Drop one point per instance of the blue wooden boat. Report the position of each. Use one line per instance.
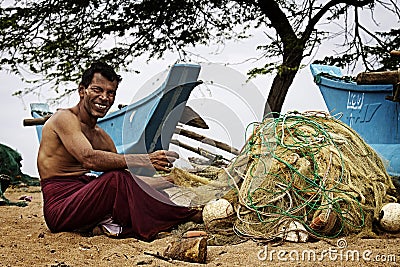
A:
(148, 124)
(366, 109)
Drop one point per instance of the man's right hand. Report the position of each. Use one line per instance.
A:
(162, 160)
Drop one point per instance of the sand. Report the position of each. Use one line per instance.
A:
(26, 241)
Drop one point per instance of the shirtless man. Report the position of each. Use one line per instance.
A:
(72, 145)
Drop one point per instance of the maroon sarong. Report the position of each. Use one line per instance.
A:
(82, 202)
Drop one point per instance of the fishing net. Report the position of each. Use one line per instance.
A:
(306, 169)
(10, 165)
(11, 174)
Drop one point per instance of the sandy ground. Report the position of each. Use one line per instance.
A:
(26, 241)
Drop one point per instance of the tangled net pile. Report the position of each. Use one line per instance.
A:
(307, 168)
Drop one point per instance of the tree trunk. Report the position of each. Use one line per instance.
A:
(282, 82)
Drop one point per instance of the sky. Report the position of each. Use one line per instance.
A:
(303, 95)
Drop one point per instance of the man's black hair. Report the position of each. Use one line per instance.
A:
(99, 67)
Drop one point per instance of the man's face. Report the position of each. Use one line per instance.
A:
(99, 96)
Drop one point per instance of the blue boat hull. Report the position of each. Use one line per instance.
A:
(365, 109)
********************
# [EXERCISE DETAILS]
The answer must be an exact restatement of all the records, with no pictures included.

# [OUTPUT OF THE EXERCISE]
Drop one point per instance of the blue wooden boat. Report the position of each. Use one line per instance.
A:
(148, 124)
(366, 109)
Drop one point per instance of the man's right hand. Report the position of each. Use one line per instance.
A:
(162, 160)
Drop one point per instance of the sand. Report the position of each. Use one line per instance.
A:
(26, 241)
Drop one point per instance of the shirtless man. Report the position of each. Use one line per instance.
A:
(72, 145)
Drop one point per instance of the maroon sarong. Report the position of each. Use one line per instance.
A:
(82, 202)
Drop one point per instance of the fishing net. Report the position of each. Use one line per instance.
A:
(306, 169)
(10, 165)
(11, 174)
Drop one point per instance of the sandy ground. Report the position of each. Use one line per instance.
A:
(26, 241)
Drop one point per instance of the tangled net pile. Report the position of each. Use one line per instance.
A:
(307, 168)
Drop one point per instance of the tree trunk. Report the position of each. Use one line per instance.
A:
(282, 82)
Drop one point per instance of the sky. Report the position of each. Use one line per instance.
A:
(303, 95)
Drop one point per instance of the man's black hair. Report the position of each. Use one line per instance.
A:
(99, 67)
Drop one point per instance of the man's face. Report the position of each. Use one line per instance.
A:
(99, 96)
Drop one point per instance of the blue boat hull. Report the position of each. Use one line per instance.
A:
(365, 109)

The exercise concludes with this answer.